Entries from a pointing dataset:
- - - - -

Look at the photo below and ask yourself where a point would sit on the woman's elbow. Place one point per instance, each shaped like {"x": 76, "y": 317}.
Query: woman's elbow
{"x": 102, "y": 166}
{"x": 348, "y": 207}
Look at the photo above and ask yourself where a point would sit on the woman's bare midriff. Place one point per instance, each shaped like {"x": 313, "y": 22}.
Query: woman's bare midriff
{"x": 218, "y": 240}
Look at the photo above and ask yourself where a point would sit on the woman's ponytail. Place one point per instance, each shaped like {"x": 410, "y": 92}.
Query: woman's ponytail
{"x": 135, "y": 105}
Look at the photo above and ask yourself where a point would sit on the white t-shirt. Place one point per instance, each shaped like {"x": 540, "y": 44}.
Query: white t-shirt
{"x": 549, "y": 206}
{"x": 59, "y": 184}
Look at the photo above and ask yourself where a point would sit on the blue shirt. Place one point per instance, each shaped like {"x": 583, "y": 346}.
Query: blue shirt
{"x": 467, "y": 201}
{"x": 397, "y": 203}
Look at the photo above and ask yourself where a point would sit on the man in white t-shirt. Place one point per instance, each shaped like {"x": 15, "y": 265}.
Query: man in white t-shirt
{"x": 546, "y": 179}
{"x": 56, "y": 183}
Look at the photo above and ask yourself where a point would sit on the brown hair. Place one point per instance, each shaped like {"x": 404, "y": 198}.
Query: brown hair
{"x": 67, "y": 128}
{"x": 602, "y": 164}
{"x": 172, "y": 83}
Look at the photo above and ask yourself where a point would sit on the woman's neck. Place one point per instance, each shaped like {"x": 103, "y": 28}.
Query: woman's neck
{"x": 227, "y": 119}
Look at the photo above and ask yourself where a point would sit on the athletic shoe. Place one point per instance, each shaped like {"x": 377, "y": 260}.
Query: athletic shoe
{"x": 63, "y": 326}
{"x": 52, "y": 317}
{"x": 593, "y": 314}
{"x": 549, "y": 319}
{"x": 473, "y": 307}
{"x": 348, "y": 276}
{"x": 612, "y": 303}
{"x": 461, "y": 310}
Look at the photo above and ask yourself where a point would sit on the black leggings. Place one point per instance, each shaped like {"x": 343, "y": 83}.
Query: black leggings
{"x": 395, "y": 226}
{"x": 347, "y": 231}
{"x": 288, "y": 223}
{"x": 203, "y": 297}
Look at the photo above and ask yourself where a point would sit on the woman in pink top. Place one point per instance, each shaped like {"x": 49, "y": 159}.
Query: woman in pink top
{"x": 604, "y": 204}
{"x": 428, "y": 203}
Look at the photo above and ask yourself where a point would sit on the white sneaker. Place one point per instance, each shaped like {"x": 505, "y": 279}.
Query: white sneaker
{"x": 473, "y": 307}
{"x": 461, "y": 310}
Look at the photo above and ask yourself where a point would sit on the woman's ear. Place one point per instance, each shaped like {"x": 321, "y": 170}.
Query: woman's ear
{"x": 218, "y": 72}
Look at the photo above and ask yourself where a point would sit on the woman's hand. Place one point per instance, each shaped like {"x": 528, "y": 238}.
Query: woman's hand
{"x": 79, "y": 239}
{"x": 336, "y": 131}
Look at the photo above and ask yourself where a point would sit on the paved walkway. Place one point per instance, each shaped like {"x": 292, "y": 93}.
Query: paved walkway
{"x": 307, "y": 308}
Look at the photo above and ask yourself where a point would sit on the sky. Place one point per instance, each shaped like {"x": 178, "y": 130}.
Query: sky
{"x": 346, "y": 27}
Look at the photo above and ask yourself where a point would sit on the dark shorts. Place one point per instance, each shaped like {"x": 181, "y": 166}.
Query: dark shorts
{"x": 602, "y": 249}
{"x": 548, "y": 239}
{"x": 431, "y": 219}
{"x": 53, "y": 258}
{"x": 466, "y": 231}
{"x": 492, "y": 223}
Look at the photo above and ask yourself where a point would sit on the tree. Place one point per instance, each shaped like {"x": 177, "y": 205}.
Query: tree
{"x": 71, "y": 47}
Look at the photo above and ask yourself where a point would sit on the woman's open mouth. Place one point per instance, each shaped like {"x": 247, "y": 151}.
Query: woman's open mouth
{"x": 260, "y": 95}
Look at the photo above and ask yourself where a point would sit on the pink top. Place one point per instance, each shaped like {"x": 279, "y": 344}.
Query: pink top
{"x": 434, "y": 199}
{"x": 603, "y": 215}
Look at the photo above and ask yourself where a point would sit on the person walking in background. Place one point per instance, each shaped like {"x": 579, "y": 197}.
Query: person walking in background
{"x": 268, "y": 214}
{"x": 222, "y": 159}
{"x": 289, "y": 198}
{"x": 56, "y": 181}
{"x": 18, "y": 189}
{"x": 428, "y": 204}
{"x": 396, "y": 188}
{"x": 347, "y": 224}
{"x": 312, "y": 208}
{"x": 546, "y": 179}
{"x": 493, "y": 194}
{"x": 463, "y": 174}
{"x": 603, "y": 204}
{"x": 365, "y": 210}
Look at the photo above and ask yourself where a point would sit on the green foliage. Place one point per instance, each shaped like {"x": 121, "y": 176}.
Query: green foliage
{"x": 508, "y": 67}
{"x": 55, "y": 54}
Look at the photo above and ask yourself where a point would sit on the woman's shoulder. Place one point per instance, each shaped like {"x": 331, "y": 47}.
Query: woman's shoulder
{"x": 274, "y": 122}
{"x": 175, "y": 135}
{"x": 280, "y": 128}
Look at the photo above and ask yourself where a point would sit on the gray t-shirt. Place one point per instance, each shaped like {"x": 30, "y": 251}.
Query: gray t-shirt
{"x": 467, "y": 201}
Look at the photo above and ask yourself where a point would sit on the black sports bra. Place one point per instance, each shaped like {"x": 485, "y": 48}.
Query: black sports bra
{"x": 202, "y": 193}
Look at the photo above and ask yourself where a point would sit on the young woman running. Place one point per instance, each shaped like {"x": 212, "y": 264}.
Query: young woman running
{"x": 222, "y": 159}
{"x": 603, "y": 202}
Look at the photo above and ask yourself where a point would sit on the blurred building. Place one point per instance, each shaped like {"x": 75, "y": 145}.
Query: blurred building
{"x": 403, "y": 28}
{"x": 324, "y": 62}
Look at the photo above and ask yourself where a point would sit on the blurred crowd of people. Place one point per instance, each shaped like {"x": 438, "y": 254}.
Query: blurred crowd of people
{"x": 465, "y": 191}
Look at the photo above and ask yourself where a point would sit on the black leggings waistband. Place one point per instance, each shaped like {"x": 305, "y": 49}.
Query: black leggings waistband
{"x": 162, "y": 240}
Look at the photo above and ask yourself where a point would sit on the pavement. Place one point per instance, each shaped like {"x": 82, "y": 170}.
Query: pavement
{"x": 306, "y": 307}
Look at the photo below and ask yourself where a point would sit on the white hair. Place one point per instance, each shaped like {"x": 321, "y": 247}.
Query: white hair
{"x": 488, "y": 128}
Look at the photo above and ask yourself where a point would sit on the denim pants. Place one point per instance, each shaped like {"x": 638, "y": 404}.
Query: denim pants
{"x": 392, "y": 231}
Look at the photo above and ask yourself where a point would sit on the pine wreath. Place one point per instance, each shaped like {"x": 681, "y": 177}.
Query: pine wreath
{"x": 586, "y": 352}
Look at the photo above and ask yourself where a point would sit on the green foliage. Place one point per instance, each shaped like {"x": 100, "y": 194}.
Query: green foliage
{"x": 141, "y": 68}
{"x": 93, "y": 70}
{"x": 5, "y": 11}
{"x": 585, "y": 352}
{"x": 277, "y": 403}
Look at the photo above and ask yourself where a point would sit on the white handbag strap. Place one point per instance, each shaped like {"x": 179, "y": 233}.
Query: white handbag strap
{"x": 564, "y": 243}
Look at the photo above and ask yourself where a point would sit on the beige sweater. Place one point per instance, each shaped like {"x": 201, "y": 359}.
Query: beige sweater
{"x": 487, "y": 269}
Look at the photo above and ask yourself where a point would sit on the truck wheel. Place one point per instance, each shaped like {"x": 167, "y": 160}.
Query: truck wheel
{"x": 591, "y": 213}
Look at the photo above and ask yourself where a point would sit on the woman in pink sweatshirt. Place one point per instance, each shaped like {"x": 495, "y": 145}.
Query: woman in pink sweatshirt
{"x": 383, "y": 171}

- - - - -

Copy out the part of the records above that opens with the line containing "on the beige" and runs through the end of the records.

**Written answer**
Look at the photo above and ask yourself where a point would sit on the beige sweater. Place one point per instance, each shaped like {"x": 201, "y": 359}.
Query: beige sweater
{"x": 487, "y": 269}
Look at the photo above and ask yourself where a point would sit on the truck wheel. Place one point per instance, each shaped like {"x": 167, "y": 160}.
Query: truck wheel
{"x": 591, "y": 213}
Look at the photo above and ask yourself where a point would sit on the woman in pink sweatshirt. Place one point per instance, each shaped like {"x": 495, "y": 145}.
Query: woman in pink sweatshirt
{"x": 383, "y": 171}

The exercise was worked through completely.